STATED TASK 1> Count the lines in the rows that contain the string "carrot", where case counts. Give only the number.

GIVEN TEXT>
I have a graduate student come speak to me about being a year away from graduation, and your entire education is based on your interactions with one faculty member for the most part, and suddenly what do you do? Do you transfer somewhere else and start your Ph.D. all over again?

You try to find a job, and you need that letter of reference because if you don’t have a letter of reference from that faculty member, then it’s suspect. There’s a lot of, “You have to grin and bear it,” or, “Suck it up,” or whatever it might be. Again, what are the long-term consequences of that for those individuals?

For their sleep, for their health, and for their well-being.

Amy Blackstone:
We often think of mobilizing in response to harassment as being about reporting it to your manager, or calling a lawyer, or calling the EEOC, and all of those things are good actions that I think people should take if they’re being harassed.

We sometimes overlook the importance of telling a friend or a family member about your experience, and the benefit of getting support from those people.

STATED TASK 2> Please continue the excerpt on harassment above, starting after its last sentence.

INPUT DATA>
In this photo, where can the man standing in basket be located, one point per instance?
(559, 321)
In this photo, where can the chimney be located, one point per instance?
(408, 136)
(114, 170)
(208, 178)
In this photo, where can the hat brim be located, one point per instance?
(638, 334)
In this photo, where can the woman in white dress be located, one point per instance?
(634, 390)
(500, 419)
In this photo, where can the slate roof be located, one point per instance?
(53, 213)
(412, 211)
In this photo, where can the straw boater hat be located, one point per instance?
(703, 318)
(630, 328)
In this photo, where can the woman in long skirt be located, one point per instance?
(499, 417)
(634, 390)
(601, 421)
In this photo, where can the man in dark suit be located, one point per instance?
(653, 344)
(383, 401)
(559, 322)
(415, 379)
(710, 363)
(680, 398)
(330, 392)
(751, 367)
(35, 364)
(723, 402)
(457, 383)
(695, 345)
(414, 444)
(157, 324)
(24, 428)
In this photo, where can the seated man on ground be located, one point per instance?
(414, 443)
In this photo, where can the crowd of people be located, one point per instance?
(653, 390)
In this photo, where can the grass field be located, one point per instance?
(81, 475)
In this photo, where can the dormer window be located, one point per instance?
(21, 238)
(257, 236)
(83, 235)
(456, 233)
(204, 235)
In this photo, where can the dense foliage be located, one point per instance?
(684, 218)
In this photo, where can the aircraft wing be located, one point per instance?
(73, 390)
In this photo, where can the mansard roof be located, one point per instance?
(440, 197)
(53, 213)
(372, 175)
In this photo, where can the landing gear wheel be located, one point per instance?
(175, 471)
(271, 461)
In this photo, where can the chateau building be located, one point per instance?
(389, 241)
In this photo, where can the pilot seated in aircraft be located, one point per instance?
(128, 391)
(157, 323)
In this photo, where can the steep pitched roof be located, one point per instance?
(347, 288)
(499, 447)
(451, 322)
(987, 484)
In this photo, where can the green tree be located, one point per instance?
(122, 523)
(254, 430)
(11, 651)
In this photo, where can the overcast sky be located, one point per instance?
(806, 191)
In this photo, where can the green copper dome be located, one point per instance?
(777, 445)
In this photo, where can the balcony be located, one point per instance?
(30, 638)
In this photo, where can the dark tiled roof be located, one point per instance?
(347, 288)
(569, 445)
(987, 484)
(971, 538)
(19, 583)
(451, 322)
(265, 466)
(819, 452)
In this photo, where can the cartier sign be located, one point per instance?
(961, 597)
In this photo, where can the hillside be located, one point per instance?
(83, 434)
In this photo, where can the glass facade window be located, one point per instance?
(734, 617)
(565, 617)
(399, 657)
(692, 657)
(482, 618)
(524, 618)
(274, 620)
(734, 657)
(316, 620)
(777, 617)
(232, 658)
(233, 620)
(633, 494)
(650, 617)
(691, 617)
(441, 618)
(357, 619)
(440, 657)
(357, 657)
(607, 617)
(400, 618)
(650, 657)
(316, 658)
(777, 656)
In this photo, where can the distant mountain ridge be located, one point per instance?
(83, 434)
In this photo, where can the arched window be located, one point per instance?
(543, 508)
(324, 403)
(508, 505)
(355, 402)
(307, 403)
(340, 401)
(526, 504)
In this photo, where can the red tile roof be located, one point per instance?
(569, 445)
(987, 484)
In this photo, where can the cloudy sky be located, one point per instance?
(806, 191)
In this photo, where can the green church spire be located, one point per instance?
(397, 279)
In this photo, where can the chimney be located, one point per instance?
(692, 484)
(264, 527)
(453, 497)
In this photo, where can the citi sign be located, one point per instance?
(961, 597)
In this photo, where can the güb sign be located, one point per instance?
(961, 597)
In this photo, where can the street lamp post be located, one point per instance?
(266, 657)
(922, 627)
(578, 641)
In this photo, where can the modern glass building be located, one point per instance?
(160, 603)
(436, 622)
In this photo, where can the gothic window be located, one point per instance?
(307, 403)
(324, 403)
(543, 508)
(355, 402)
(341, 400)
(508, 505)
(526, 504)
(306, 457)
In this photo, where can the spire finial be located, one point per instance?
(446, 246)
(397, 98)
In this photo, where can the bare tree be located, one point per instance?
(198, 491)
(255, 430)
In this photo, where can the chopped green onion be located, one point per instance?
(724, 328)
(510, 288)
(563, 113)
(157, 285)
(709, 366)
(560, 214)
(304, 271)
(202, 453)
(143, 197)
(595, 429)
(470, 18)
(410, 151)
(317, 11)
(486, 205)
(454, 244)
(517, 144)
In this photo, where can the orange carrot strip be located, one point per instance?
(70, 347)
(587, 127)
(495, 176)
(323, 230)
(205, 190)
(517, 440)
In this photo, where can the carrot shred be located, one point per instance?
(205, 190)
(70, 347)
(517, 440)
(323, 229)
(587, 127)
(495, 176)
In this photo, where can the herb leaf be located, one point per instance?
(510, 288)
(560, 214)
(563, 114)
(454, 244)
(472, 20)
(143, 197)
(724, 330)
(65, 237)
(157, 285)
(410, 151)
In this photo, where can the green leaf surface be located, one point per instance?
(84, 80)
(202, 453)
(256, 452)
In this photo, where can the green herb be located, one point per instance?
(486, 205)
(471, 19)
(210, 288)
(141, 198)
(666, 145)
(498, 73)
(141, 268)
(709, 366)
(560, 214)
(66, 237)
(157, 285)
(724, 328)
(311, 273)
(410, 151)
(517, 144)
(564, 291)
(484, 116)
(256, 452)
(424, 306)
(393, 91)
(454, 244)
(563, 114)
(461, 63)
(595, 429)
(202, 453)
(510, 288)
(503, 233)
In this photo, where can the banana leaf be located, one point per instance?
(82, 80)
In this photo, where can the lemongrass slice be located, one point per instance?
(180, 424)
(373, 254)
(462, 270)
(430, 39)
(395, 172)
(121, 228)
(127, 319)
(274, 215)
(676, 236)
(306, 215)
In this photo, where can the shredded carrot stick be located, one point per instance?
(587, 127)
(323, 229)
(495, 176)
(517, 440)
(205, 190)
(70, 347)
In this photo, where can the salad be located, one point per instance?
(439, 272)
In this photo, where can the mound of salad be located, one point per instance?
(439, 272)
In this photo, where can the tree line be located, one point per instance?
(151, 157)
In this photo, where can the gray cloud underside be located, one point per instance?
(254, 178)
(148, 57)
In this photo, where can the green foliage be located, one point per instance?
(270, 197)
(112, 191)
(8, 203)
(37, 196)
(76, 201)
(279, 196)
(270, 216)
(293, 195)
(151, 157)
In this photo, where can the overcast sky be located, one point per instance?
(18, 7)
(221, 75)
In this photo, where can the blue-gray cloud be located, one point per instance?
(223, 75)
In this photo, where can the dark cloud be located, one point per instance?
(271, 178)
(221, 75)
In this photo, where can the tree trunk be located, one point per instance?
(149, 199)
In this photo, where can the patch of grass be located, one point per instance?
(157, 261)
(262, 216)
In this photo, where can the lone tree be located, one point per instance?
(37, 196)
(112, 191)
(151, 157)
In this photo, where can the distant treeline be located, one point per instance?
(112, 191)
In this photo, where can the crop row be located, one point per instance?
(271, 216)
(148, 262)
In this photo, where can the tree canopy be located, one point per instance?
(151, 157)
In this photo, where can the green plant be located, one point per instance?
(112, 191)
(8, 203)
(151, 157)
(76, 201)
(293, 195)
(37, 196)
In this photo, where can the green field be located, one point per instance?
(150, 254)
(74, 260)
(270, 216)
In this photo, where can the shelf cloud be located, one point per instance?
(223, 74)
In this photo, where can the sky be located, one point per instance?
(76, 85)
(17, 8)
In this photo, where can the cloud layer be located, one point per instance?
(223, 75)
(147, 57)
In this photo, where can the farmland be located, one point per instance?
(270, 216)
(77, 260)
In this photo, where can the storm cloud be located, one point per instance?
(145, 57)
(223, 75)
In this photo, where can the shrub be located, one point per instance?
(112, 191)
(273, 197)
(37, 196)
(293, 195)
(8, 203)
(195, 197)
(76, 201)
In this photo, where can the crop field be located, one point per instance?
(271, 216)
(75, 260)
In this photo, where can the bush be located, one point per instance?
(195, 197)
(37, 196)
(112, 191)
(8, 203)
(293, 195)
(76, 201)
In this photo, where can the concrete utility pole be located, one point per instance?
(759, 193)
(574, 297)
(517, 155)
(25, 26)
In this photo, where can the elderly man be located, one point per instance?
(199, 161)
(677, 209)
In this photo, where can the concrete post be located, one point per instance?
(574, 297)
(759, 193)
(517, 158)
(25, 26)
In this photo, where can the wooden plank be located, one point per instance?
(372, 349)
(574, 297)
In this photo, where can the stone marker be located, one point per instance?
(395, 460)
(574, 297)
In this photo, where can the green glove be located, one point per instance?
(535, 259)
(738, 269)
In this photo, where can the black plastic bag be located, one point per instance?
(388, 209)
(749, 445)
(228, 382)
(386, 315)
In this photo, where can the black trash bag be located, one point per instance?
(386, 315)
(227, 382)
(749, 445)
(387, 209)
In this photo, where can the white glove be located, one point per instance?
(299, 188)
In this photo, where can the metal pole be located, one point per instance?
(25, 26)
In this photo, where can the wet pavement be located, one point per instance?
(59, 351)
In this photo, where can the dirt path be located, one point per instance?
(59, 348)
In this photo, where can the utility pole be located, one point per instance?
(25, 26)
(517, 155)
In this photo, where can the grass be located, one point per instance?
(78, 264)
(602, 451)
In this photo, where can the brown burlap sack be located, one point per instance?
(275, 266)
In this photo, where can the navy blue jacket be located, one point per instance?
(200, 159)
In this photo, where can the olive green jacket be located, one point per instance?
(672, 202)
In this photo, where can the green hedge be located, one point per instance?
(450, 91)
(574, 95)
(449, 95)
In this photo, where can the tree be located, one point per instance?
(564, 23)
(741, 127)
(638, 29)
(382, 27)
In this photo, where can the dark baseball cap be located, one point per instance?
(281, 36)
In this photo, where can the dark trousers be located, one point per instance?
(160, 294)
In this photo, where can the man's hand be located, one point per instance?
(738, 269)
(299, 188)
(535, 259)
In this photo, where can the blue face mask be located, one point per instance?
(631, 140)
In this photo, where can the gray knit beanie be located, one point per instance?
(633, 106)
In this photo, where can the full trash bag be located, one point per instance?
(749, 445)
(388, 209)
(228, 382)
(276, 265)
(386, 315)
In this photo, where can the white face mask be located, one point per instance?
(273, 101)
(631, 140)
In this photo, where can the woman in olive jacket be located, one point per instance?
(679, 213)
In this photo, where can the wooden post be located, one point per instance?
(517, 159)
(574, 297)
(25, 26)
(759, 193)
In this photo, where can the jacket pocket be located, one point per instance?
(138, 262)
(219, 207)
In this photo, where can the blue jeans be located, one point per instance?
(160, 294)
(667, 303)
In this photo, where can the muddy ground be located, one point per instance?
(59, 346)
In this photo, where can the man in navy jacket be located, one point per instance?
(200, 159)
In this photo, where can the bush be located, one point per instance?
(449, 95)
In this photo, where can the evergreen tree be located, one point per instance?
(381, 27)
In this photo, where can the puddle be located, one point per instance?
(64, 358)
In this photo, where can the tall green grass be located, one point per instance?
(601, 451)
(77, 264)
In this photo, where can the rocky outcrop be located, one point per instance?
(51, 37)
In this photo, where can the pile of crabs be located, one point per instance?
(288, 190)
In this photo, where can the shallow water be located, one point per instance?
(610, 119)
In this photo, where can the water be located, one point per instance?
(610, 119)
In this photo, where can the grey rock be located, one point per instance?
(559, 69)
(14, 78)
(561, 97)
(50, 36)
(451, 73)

OUTPUT 1> 3

OUTPUT 2>
I think one positive was that it seemed that many of the folks here on campus who were experiencing harassment were talking with family and friends about it, which also raises the point that we need to not just raise awareness about harassment for the people who are experiencing it, but for those who are supporting people who experience it.

Susan Gardner:
That’s right. That often too is a role that the Rising Tide Center plays, is we just become a place where people can come and talk. That’s been a lot of the work I’ve done.

I’ve definitely seen an increase, even over this year since the MeToo movement of people coming and talking to me. Women in particular but not just women, but saying, “Something has happened to me and I’m wondering what I can do. What can be done about it?”

Part of the work we do is try to point people to the right resources. We’re not there to fix it for them. We’re not there to discipline or do those kinds of things. We’re there to be a resource. We’re there to educate, provide professional development.

Some of the work we do is reach out to departments that might be having some of these issues and to talk to them about ways that we can be thinking about interacting with one another in respectful ways.

We talk about this too with students. While we haven’t surveyed students, we certainly know that these behaviors and experiences happen to students as well as staff.

What can we be doing to improve our departments and the experiences that students are having on campus, in the classroom? Thinking about those one-on-one interactions and sometimes just being aware of the jokes that we’re telling or the kind of assignments we might be discussing in class.

When these things come up over and over and over again, what kind of messages we are sending to students.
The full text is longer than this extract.